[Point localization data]
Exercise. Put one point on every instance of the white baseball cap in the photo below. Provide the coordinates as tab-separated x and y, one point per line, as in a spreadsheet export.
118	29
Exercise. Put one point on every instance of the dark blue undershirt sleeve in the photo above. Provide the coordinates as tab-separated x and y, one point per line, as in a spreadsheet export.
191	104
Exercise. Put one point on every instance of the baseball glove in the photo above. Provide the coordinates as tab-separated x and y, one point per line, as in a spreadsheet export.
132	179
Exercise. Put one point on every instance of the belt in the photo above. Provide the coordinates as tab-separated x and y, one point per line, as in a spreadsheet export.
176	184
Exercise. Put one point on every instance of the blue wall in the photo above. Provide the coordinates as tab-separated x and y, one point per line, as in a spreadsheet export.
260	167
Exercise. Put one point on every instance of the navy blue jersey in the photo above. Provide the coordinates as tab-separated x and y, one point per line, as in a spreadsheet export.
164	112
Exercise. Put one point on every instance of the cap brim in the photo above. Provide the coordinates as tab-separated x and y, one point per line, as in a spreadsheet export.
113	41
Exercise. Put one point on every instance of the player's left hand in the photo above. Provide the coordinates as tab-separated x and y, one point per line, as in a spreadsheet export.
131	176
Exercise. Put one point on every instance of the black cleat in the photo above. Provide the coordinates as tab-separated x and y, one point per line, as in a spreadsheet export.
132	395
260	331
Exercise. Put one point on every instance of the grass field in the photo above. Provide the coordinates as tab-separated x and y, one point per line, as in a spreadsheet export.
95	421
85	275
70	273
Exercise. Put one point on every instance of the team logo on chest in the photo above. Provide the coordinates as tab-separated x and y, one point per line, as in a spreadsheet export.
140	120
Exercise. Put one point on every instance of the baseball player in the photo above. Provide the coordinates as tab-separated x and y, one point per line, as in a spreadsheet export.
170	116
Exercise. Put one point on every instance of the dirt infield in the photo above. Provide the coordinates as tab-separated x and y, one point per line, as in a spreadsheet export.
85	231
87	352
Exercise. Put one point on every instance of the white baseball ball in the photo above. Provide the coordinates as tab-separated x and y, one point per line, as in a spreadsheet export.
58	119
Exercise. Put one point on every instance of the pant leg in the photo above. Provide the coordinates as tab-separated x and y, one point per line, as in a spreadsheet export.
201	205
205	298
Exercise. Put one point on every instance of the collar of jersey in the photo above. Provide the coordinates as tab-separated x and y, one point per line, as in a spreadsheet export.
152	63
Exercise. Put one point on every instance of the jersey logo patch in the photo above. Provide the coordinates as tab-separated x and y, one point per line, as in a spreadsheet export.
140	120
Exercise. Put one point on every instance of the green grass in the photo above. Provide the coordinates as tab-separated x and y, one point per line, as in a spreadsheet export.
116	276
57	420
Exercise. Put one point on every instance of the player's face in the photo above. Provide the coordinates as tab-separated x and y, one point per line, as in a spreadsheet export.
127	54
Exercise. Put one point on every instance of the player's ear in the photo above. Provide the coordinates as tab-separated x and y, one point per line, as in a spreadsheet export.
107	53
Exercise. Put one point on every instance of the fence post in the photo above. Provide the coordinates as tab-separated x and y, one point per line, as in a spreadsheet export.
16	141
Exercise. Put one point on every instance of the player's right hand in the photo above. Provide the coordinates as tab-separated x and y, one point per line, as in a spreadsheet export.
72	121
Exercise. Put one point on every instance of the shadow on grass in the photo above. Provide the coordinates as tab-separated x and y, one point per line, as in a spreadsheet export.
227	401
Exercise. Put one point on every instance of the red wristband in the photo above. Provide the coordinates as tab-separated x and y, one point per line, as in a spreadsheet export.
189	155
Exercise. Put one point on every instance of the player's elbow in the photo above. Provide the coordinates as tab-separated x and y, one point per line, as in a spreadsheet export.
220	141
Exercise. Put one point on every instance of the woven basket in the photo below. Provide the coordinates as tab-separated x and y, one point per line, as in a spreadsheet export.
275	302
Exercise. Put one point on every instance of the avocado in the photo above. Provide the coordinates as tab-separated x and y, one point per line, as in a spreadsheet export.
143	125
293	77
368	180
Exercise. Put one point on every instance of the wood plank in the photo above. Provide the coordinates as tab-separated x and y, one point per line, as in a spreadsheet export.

▸ GOAL OF THE EXERCISE
Exact copies of all the records are to be printed.

▸ ANSWER BELOW
Exercise. Put one point on every instance of the white baseball cap in the photo below. Provide the coordinates as tab-separated x and y, one point per line, as in a spreadsheet export.
118	29
Exercise. Put one point on every instance of the dark blue undershirt sleeve in the photo above. Provide the coordinates as tab-separated x and y, one point per line, as in a spreadsheet export.
191	104
Exercise. Put one point on every instance of the baseball glove in the photo above. Provide the coordinates as tab-separated x and y, one point per line, as in a spreadsheet export.
132	179
Exercise. Put one point on every instance of the belt in the photo above. Provide the coordinates as tab-separated x and y, one point per line, as in a spreadsheet export.
176	184
Exercise. Put one point on every instance of the blue wall in the photo above. Provide the coordinates as tab-separated x and y, one point per line, as in a spreadsheet export.
260	167
Exercise. Put one point on every instance of the navy blue jersey in the photo above. Provide the coordinates as tab-separated x and y, one point per line, as in a spreadsheet export.
164	112
Exercise. Put one point on every instance of the cap brim in the photo above. Provide the coordinates as tab-separated x and y, one point per line, as in a spreadsheet export.
113	41
Exercise. Put one point on every instance of the player's left hand in the photo above. Provide the coordinates as tab-separated x and y, one point per line, as in a spreadsheet export.
131	176
Exercise. Put one point on every instance of the black cleat in the photo above. Provide the coordinates as tab-separated x and y, one point per line, as in a spreadsheet export.
132	395
260	331
Exercise. Put one point on every instance of the grass field in the photo above. Provide the coordinates as tab-separated x and y, one point per line, as in a spreadsheet export.
95	421
85	275
70	273
Exercise. Put one point on every instance of the team logo on chest in the photo above. Provide the coordinates as tab-separated x and y, one point per line, as in a spreadsheet export.
140	120
Exercise. Put one point on every instance of the baseball player in the photo above. Provide the coordinates as tab-separated x and y, one point per line, as in a spreadsheet export.
170	116
Exercise. Put one point on every instance of the dirt infield in the photo above. Provide the coordinates as tab-separated x and y, one point per line, as in a spreadsheet export.
85	231
87	352
Exercise. Put one point on every instance of the white baseball ball in the photo above. Provide the coordinates as tab-separated x and y, one point per line, as in a spreadsheet export.
58	119
Exercise. Put one point on every instance of the pant leg in the photo above. Provide the coordinates as tab-separated x and y, one point per line, as in a spreadsheet export.
201	205
205	298
Exercise. Put one point on every instance of the collar of jersey in the photo above. Provide the coordinates as tab-separated x and y, one point per line, as in a spreadsheet export.
152	63
Exercise. Put one point on every instance of the jersey logo patch in the photo above. Provide the coordinates as tab-separated x and y, one point per line, as in a spreadsheet export.
140	120
Exercise. Put one point on every instance of the green grass in the photo above. Provide the coordinates as tab-separated x and y, one point per line, as in a spreadsheet export.
116	276
57	420
Exercise. Put one point on every instance of the player's face in the photo above. Provide the coordinates as tab-separated x and y, one point per line, as in a spreadsheet export.
127	54
Exercise. Put one point on every instance of the player's ear in the photo above. Provide the coordinates as tab-separated x and y, one point per line, as in a spreadsheet export.
107	53
Exercise. Put one point on every instance of the fence post in the photo above. Provide the coordinates as tab-separated x and y, one point per line, as in a spreadsheet export.
16	141
Exercise. Put one point on every instance of the player's right hand in the photo above. Provide the coordinates as tab-separated x and y, one point per line, as in a spreadsheet export.
72	121
Exercise. Put one point on every instance of the shadow on grass in the photo above. Provide the coordinates as tab-separated x and y, one point per line, as in a spreadsheet export.
227	401
Exercise. Put one point on every instance of the red wristband in the photo above. Provide the coordinates as tab-separated x and y, one point per line, as in a spreadsheet export.
189	155
Exercise. Put one point on every instance of the player's elbow in the photo above. Provide the coordinates as tab-separated x and y, one point per line, as in a spreadsheet export.
220	141
Exercise. Put one point on every instance of the woven basket in the photo below. Provide the coordinates as tab-separated x and y, one point per line, as in a spreadsheet export.
275	302
Exercise. Put one point on every instance of the avocado in the photo above. Provide the coordinates as tab-separated x and y, one point per line, as in a spreadsheet export.
143	125
293	77
368	180
Exercise. Put one point on every instance of the wood plank in the photo above. Provide the coordinates as tab-separated x and y, one point per line, as in a spreadsheet export.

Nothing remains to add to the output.